DOCUMENT:
——————

Shortly after taking office, the administration defunded the Obama-era Countering Violent Extremism Program, which launched in 2016 and had allocated $10 million toward organizations fighting domestic extremism. In addition, the administration froze funds that had already been allocated, including a $400,000 grant for Hope Not Hate, a Chicago-based organization that deradicalizes neo-Nazis.
“In the U.S., we lack any political will to deal with it appropriately. That’s due in part to the nationalist politics that define the right-wing extremist movement at home,” said Ali Soufan, a former FBI special agent who was involved in numerous high-profile counterterrorism operations, and is now executive director of the Soufan Center, an organization dedicated to researching global security issues. “We’re not doing much to counter it.”
Terrorism experts say the New Zealand attack is further evidence that far-right extremism is now a global terror threat, often originating and spreading in the online world. The New Zealand attacker, who left 50 dead, published a lengthy manifesto online that revealed his deep entrenchment in the modern white supremacist movement, which is connected internationally via forums like 8chan and 4chan and gaming chat rooms, and amplified through social media.
“After 50 people were murdered, the president never called it terrorism”
“After 50 people were murdered, the president never called it terrorism. That makes that blind spot even more glaring,” said Soufan. “Unfortunately we see some sort of compliance when it comes to dealing with the ideology and actions of right-wing extremism.”
Funding cuts
The Department of Homeland Security’s “Office of Community Partnerships,” which oversaw the extremism program, had a budget of $21 million and a staff of 16 full-time employees and 25 contractors under Obama. The Trump administration rebranded it “The Office of Terrorism Prevention Partnerships” soon after taking office, cut its staff to eight full-time employees, and reduced its budget to less than $3 million.
Former Director George Selim resigned in June 2017, saying that the environment had become “too polarized” and he felt he could no longer do his job effectively.
That was months before hundreds of white supremacists descended on Charlottesville, Virginia, for the violent “Unite the Right” in August 2017.
The data shows far-right extremism is a bigger problem than Islamic extremism in the U.S. There have been more than 70 deadly attacks by the far right in the U.S. in the last 17 years, compared to 26 carried out by radicalized Muslims, according to an analysis by NPR last October, citing research from private organizations and federal data.
A recent report by the Southern Poverty Law Center found that the number of active hate groups in the U.S. reached a record high of 1,020 in 2018, driven largely by a surge in white nationalist groups.
In 2018, far-right extremists carried out a mass shooting at a synagogue in Pittsburgh, killed two black people who were grocery shopping in Kentucky, and waged a weeklong package-bombing campaign targeting the president’s biggest critics.
Days after the New Zealand attacks, DHS Secretary Kirstjen Nielsen acknowledged the dangers of domestic terrorism but stopped short of calling it far-right extremism. “We, too, have seen the face of such evil with attacks in places such as Charlottesville, Pittsburgh, and Charleston,” she said as part of her “state of national security” speech Monday.

——————

Extracted records:
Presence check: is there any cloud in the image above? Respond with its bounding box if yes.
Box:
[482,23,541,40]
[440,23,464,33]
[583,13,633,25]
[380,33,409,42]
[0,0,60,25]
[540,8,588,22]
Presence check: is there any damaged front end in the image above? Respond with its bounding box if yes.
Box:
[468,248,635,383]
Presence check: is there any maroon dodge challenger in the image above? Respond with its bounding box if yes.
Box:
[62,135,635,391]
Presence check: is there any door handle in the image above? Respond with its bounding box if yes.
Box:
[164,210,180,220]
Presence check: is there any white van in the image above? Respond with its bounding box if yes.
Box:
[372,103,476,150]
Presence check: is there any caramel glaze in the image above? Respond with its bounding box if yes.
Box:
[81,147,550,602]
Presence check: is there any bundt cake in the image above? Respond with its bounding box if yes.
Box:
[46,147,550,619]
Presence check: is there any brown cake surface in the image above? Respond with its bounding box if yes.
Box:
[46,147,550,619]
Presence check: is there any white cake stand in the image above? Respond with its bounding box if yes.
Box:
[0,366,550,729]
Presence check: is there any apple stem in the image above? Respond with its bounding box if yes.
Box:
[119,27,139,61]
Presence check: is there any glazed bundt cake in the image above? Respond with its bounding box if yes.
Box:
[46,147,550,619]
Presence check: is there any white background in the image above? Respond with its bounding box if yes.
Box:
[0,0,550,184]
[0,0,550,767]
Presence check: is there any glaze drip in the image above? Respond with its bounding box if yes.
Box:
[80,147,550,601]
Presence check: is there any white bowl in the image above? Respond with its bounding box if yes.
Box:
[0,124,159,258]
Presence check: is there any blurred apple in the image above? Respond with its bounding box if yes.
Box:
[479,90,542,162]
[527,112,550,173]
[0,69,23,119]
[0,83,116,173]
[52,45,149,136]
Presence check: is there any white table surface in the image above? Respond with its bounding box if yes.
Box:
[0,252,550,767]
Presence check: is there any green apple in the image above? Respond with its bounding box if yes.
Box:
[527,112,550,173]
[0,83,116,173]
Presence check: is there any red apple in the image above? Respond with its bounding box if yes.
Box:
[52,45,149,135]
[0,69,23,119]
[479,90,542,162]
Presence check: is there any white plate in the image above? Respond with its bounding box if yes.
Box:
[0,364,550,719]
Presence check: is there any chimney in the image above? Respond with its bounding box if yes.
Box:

——————

WHAT THIS EXERCISE ASKS:
(a) Repeat the passage of the article on far-right extremism from "The data shows" to "president’s biggest critics.".
(b) According to the article on far-right extremism, what record number of active hate groups in the U.S. did the Southern Poverty Law Center report for 2018?
The extracted items are independent material and are not part of the article on far-right extremism.

ANSWERS PROVIDED:
(a)
The data shows far-right extremism is a bigger problem than Islamic extremism in the U.S. There have been more than 70 deadly attacks by the far right in the U.S. in the last 17 years, compared to 26 carried out by radicalized Muslims, according to an analysis by NPR last October, citing research from private organizations and federal data.
A recent report by the Southern Poverty Law Center found that the number of active hate groups in the U.S. reached a record high of 1,020 in 2018, driven largely by a surge in white nationalist groups.
In 2018, far-right extremists carried out a mass shooting at a synagogue in Pittsburgh, killed two black people who were grocery shopping in Kentucky, and waged a weeklong package-bombing campaign targeting the president’s biggest critics.

(b) 1,020 active hate groups.